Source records
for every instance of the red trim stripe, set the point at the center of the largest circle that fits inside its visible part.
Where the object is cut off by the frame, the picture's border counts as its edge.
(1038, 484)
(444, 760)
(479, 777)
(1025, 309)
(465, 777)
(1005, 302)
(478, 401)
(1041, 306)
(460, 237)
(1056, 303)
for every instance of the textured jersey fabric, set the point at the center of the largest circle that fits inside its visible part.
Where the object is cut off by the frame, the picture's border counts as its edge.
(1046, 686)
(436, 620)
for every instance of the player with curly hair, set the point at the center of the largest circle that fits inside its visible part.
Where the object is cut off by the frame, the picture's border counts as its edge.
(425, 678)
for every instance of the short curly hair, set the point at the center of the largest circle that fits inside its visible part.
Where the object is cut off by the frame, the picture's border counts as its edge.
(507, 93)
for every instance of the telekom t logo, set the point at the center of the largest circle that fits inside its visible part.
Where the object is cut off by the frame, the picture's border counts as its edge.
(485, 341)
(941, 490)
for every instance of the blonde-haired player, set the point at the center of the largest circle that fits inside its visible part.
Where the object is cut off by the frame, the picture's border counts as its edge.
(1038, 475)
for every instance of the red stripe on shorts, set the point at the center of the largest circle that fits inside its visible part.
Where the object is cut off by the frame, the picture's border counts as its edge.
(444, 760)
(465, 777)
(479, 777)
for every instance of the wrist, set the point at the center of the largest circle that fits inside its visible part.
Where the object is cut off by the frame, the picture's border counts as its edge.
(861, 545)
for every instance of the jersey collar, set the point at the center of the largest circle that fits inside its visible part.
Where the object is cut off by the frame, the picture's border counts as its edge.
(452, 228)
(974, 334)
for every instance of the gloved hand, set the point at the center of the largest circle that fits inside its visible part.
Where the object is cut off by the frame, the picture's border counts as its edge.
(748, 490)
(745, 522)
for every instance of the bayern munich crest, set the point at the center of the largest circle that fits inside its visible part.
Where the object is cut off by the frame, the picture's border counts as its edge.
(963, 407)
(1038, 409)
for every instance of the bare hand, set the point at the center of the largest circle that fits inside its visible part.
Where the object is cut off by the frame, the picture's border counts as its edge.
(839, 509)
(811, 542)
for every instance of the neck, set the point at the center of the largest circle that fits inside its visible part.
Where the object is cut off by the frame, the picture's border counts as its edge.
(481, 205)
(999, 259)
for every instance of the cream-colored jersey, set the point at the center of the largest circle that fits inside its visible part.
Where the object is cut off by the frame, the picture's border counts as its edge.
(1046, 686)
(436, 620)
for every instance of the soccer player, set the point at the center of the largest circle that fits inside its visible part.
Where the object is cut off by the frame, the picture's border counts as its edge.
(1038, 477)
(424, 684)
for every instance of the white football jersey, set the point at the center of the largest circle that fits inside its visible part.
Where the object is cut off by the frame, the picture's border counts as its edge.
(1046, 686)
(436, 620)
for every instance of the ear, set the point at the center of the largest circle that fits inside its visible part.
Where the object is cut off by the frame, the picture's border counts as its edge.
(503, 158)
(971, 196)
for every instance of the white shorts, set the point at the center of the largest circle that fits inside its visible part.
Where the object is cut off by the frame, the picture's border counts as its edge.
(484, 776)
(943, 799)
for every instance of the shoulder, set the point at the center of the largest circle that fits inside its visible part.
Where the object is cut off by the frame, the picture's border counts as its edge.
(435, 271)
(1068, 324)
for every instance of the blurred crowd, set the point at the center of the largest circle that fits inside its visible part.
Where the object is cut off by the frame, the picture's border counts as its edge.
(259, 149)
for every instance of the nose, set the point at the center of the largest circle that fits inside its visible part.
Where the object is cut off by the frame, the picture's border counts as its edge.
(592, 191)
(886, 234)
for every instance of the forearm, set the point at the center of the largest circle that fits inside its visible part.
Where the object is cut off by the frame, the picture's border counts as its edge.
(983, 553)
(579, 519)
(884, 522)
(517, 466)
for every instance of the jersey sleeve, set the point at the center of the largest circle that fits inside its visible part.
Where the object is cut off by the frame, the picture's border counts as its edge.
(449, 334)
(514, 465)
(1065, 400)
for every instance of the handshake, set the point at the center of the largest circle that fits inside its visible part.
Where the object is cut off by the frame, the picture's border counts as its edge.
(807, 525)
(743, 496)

■ EXERCISE GOAL ■
Using the records above, repeat exactly the lines from the first one through the line with "for every instance of the textured".

■ RESULT ■
for every instance of the red trim stripe, set the point at the center of the largest circle that fits inside its visible part.
Where the object is cut off by the frame, the picture's border counts as its edge.
(1038, 484)
(444, 760)
(479, 777)
(1025, 309)
(465, 777)
(1005, 302)
(478, 401)
(1041, 306)
(460, 237)
(1056, 303)
for every instance of the textured jersey fabric, set the point at the center of the largest circle that fits inside its visible part.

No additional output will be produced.